START GIVEN INFORMATION
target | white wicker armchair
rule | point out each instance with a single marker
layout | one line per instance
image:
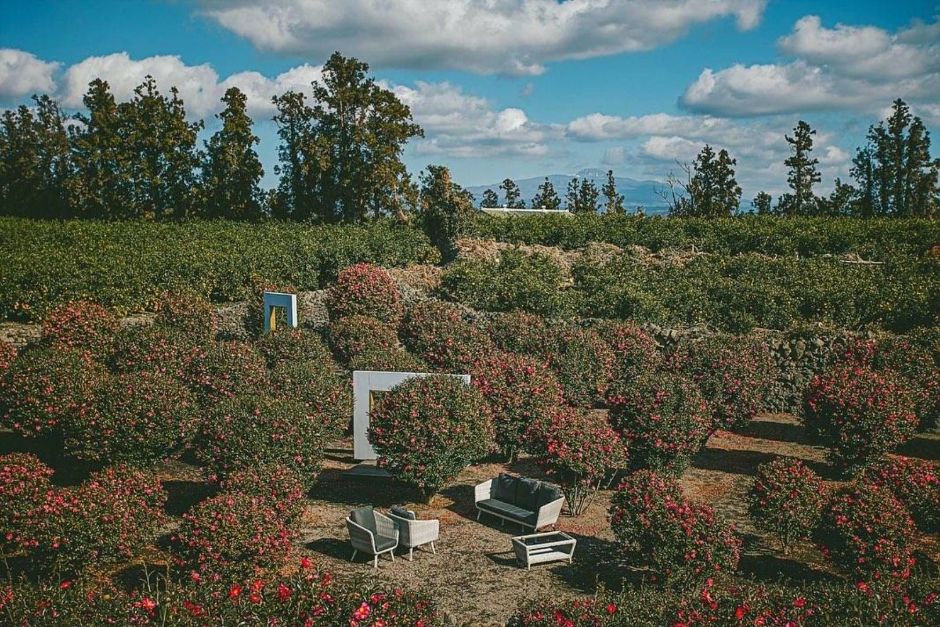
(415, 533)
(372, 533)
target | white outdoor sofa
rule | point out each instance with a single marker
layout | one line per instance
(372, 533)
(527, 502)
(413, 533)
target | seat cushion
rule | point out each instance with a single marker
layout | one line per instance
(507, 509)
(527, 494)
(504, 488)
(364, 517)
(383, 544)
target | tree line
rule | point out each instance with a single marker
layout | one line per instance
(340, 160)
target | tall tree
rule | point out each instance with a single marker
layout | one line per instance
END GIVEN INFORMATION
▶ **PROMPT**: The result should be the full material above, word for word, with its pictures omitted.

▶ **TASK RESULT**:
target | white wicker armchair
rule | point out each instance with a single marker
layout | one line per instance
image:
(415, 533)
(372, 533)
target | white outdoor sofa
rule | point out each instance with a single marker
layout | one line per instance
(372, 533)
(527, 502)
(413, 533)
target | seat cushion
rule | point out each instance with a single marker
layout | one line per instance
(507, 509)
(527, 494)
(504, 488)
(364, 517)
(383, 544)
target | tree line
rule | point out each instance with a single marker
layout | one line per instance
(340, 160)
target | tall tree
rule | point out each instance with a single marker
layout | one line per instance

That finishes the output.